* _Passage given_
:::::

- Born: 30 March 1942 (age 84) Sydney
- Occupation: Academic translator
- Writing career
- Pen name: Harry Aveling
- Language: English
- Genres: Indonesian and Malay literature

= Harry Aveling =

Australian translator

Harry Aveling (born 1942 in Sydney) is an Australian scholar, translator and teacher. He specialises in Indonesian and Malaysian literature, and Translation Studies. He received the degrees of Doctor of Philosophy in Malay Studies from the National University of Singapore and Doctor of Creative Arts (DCA) from the University of Technology, Sydney. Besides his academic writing, he has translated extensively from Indonesian and Malay, from Vietnamese Francophone literature, and also co-translated from Hindi. He has been awarded the Anugerah Pengembangan Sastra (Literature Development Award) for his translation work. Aveling has two sons, a daughter and five granddaughters.

In the early 1960s Aveling began studying Indonesian and Malay. He lived in Malaysia for three years of "total immersion" during the 1970s. He later described this as a time when the Malaysian government was in desperate need for foreign professors to teach in their newly revitalised education system; Malay teachers during the period were earning doctorates abroad. By this time he had already translated several volumes.

Aveling has held the rank of adjunct professor of Southeast Asian Literature at Ohio University since 2002. In 2001 Ohio University Press published his study of Indonesian poetry during the New Order under President Suharto, which outlined the development of the medium in its socio-historical context. Writing for The Jakarta Post, Lie Hua noted that it was perhaps the first such study but that it had several mistranslations. By this time he had translated more than 50 volumes of Indonesian and Malay literature. In 2006 he served as visiting professor of Translation Studies at the Faculty of Humanities, University of Indonesia.

Aveling was a Member of the Doctoral Studies Committee for the Faculty of English Linguistics and Literature, University of Social Sciences and Humanities, Ho Chi Minh City, Vietnam, and taught there in 2008 and 2009. In late 2010, he taught in the Graduate School of Gadjah Mada University, Yogyakarta, Indonesia.

:::::

* _Dataset records_
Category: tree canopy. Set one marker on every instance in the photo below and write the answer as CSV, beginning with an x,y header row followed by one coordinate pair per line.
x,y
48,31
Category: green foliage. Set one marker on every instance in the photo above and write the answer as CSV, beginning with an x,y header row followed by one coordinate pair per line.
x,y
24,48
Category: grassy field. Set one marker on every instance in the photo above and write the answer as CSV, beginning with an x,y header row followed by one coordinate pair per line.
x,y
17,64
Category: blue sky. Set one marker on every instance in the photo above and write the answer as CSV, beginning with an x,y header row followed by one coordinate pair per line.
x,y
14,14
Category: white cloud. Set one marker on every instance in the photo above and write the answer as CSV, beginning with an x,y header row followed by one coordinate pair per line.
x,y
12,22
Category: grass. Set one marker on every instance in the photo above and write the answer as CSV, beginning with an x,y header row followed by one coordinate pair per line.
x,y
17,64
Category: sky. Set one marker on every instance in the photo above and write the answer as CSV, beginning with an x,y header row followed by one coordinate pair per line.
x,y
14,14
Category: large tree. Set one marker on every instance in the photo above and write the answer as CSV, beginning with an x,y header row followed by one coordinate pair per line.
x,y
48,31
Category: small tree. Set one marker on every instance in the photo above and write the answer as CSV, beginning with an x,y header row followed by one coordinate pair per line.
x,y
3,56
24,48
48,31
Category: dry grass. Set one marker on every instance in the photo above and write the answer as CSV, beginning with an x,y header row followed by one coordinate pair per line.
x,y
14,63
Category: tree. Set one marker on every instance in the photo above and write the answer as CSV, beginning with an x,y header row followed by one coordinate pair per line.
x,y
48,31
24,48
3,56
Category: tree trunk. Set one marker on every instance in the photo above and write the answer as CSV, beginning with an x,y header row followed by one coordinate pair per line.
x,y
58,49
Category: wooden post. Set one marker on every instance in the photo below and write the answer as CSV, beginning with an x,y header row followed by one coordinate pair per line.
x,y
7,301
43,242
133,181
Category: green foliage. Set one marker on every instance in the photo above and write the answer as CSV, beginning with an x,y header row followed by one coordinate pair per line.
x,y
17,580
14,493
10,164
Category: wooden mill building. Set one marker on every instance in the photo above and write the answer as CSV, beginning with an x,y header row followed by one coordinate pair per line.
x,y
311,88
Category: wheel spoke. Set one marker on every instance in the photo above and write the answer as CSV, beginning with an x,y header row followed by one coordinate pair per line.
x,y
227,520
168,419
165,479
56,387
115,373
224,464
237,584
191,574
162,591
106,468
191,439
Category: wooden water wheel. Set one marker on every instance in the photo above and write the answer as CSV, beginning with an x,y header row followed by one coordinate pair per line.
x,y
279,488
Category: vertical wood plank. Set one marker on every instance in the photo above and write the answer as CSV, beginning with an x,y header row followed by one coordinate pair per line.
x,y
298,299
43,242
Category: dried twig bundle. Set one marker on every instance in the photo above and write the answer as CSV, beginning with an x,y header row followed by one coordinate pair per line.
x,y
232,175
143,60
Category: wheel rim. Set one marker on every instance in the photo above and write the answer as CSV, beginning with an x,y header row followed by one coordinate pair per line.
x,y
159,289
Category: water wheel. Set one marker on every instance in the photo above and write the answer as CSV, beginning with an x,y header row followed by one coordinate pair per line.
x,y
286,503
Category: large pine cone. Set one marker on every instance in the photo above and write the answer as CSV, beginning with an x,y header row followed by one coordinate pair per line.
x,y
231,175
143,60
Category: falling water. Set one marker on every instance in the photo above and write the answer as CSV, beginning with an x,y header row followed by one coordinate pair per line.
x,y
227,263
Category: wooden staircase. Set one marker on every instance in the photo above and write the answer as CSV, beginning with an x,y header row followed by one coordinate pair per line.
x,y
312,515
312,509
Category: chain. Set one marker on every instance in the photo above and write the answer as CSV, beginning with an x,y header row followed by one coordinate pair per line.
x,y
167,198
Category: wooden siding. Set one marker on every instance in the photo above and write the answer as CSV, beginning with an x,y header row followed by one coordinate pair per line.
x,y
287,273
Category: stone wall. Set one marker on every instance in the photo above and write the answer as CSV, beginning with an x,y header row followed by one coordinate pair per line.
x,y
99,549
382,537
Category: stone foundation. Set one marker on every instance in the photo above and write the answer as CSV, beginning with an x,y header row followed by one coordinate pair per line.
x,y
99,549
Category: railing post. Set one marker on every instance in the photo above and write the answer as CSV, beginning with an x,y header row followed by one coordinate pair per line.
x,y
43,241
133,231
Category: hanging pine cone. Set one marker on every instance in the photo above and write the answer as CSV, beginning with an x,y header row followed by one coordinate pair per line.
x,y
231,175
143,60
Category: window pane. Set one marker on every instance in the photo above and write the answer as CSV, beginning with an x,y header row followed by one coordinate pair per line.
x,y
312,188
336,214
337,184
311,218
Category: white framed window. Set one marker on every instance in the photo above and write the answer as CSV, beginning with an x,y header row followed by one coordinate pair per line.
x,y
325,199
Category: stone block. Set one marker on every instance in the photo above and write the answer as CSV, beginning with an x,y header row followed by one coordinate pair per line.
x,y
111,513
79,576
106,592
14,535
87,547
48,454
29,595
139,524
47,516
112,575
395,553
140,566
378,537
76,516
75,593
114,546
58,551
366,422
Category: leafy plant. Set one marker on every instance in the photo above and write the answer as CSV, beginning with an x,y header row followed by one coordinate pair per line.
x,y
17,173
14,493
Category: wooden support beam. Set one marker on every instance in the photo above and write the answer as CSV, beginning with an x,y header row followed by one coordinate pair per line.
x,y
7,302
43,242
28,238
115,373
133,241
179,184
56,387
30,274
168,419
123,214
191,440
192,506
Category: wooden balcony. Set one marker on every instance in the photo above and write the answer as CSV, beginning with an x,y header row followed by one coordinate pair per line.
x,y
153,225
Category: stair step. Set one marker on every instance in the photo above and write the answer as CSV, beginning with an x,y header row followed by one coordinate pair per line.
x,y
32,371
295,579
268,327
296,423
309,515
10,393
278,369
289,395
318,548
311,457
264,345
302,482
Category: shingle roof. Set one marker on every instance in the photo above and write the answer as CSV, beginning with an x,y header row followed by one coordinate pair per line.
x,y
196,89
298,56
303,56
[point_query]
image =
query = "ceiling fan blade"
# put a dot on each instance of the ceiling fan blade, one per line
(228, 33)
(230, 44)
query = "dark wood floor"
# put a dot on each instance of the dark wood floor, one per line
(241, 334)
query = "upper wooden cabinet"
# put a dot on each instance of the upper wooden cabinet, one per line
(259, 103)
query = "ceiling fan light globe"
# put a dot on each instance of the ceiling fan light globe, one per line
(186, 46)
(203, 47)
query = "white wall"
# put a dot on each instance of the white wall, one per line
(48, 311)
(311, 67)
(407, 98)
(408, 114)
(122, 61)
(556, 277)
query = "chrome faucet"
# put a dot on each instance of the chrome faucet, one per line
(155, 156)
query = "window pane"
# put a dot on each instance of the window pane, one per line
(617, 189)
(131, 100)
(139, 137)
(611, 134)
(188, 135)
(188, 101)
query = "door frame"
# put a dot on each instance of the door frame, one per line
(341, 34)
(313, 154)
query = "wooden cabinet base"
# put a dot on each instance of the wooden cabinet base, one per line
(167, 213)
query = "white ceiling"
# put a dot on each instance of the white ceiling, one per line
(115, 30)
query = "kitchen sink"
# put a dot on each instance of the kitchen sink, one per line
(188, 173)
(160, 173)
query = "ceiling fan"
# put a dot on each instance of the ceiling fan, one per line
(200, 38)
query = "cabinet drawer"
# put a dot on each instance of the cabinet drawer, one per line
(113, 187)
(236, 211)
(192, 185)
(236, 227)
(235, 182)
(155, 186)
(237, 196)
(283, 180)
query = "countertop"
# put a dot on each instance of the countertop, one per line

:::::

* _Your instructions_
Echo the passage on Harry Aveling between "- Born: 30 March" and "and five granddaughters.", inclusive, copying it word for word.

* _Solved problem_
- Born: 30 March 1942 (age 84) Sydney
- Occupation: Academic translator
- Writing career
- Pen name: Harry Aveling
- Language: English
- Genres: Indonesian and Malay literature

= Harry Aveling =

Australian translator

Harry Aveling (born 1942 in Sydney) is an Australian scholar, translator and teacher. He specialises in Indonesian and Malaysian literature, and Translation Studies. He received the degrees of Doctor of Philosophy in Malay Studies from the National University of Singapore and Doctor of Creative Arts (DCA) from the University of Technology, Sydney. Besides his academic writing, he has translated extensively from Indonesian and Malay, from Vietnamese Francophone literature, and also co-translated from Hindi. He has been awarded the Anugerah Pengembangan Sastra (Literature Development Award) for his translation work. Aveling has two sons, a daughter and five granddaughters.